-- START OF Material provided --

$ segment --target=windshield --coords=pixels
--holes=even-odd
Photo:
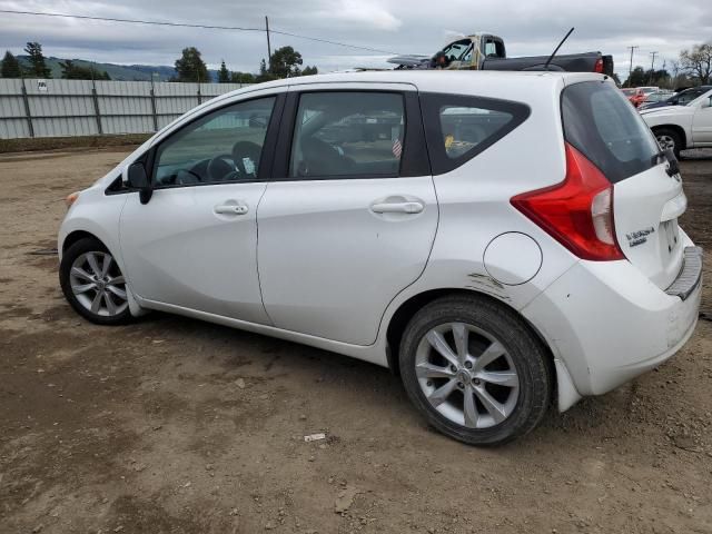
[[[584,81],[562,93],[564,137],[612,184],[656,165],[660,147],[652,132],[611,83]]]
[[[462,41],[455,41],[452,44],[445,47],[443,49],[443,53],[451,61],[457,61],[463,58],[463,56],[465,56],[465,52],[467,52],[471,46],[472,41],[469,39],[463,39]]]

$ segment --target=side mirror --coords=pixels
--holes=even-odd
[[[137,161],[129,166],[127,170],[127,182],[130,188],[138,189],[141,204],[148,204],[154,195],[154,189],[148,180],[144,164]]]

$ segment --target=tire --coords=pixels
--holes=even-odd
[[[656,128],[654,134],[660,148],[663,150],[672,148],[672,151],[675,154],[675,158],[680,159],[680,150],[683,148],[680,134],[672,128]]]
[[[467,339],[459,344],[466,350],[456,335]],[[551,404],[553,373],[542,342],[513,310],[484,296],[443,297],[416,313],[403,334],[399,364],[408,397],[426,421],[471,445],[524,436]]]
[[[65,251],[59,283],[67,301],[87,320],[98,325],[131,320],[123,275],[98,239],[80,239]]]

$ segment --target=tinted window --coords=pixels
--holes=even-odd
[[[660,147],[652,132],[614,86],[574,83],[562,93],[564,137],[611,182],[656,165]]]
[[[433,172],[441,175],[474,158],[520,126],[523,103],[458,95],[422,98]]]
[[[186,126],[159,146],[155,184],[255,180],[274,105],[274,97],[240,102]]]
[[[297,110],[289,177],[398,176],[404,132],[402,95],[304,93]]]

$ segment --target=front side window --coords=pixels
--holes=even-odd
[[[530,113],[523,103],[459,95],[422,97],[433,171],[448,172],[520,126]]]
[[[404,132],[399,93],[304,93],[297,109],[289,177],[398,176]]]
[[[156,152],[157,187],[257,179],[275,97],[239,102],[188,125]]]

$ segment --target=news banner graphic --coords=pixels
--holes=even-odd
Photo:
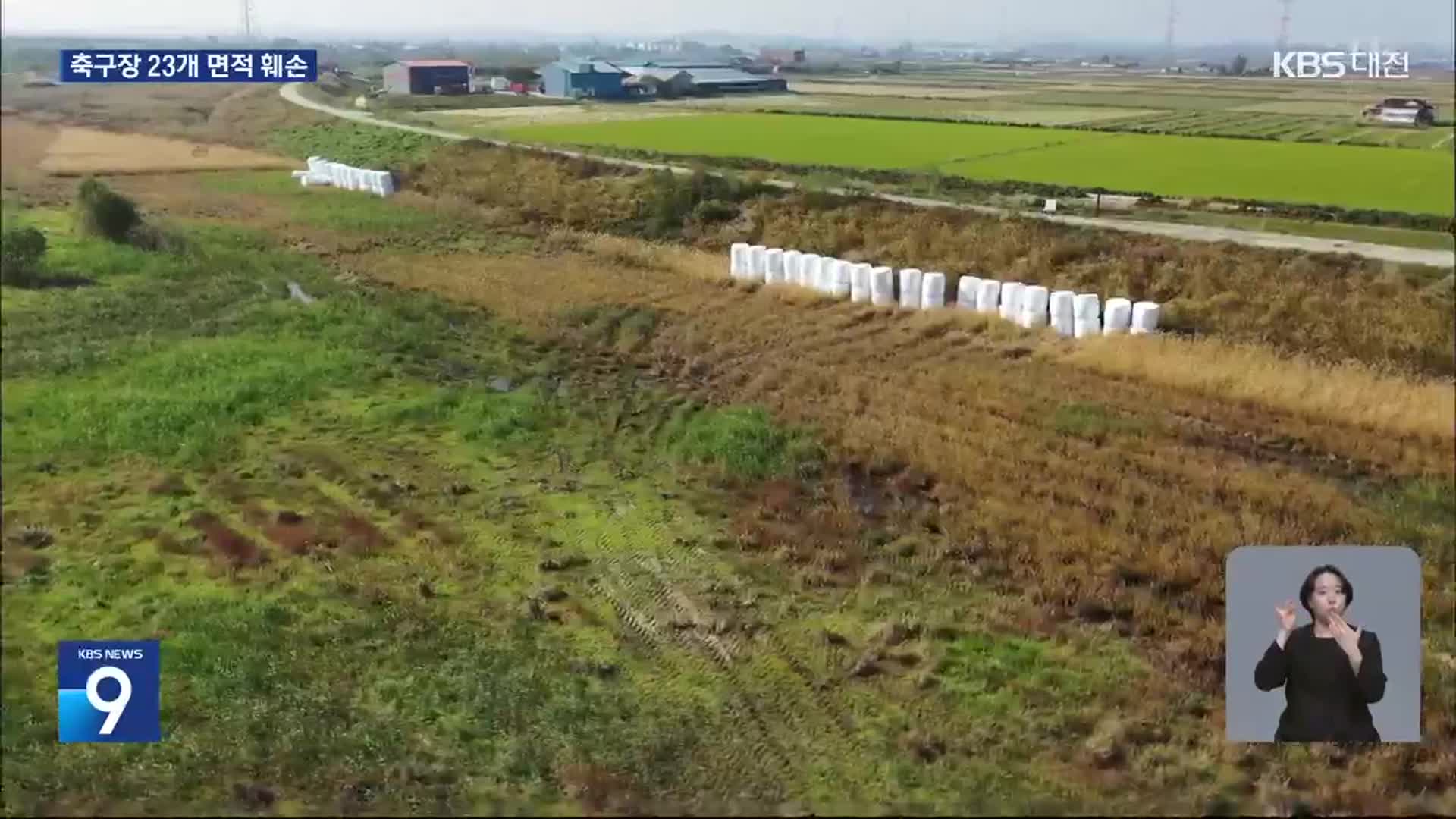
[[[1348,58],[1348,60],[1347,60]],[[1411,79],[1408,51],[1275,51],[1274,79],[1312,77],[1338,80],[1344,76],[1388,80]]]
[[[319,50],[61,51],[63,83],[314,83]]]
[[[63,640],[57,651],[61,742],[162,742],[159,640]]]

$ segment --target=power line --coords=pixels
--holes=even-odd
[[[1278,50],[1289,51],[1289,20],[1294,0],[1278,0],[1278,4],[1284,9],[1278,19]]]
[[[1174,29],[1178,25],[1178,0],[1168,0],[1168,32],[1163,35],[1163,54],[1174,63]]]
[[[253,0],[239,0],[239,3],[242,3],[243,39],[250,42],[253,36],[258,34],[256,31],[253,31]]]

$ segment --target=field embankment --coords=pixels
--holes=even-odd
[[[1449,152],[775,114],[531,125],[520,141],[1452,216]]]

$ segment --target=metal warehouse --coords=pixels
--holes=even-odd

-- END OF Material provided --

_Task instructions:_
Write out in full the lines from the one with "side window --coords=pixels" through the end of the lines, scaling every outline coordinate in the answers by 0.7 and rounding to whole numbers, with halves rounded up. Leave all other text as it is and leave the pictures out.

_Response to the exercise:_
$ segment --target=front side window --coords=pixels
--holes=even-odd
[[[371,79],[366,72],[321,67],[295,68],[303,120],[314,120],[364,88]]]
[[[283,92],[279,65],[213,65],[208,76],[202,124],[279,123]]]
[[[109,106],[110,131],[180,125],[193,68],[167,71],[132,88]]]

$ segment --target=news banner graphic --coords=pixels
--holes=even-odd
Photo:
[[[944,41],[944,42],[943,42]],[[988,55],[986,36],[893,36],[892,55],[918,54],[937,56],[941,53],[972,56]]]
[[[223,35],[43,36],[44,58],[220,58]]]
[[[44,448],[40,456],[43,519],[113,519],[111,448]]]

$ segment --target=power line --coords=pixels
--holes=even-odd
[[[895,35],[902,36],[902,14],[906,0],[895,0],[895,3],[899,6],[895,13]]]
[[[822,20],[825,18],[825,0],[818,0],[818,22],[814,25],[814,38],[822,44]]]
[[[177,0],[167,0],[167,2],[169,2],[170,27],[175,29],[177,25],[181,24],[179,22],[177,22]]]

$ segment --target=field embankment --coords=pixels
--holes=even-odd
[[[1014,106],[543,80],[372,88],[364,99],[1016,151]]]

$ segment --target=metal warehouse --coords=pixels
--holes=even-odd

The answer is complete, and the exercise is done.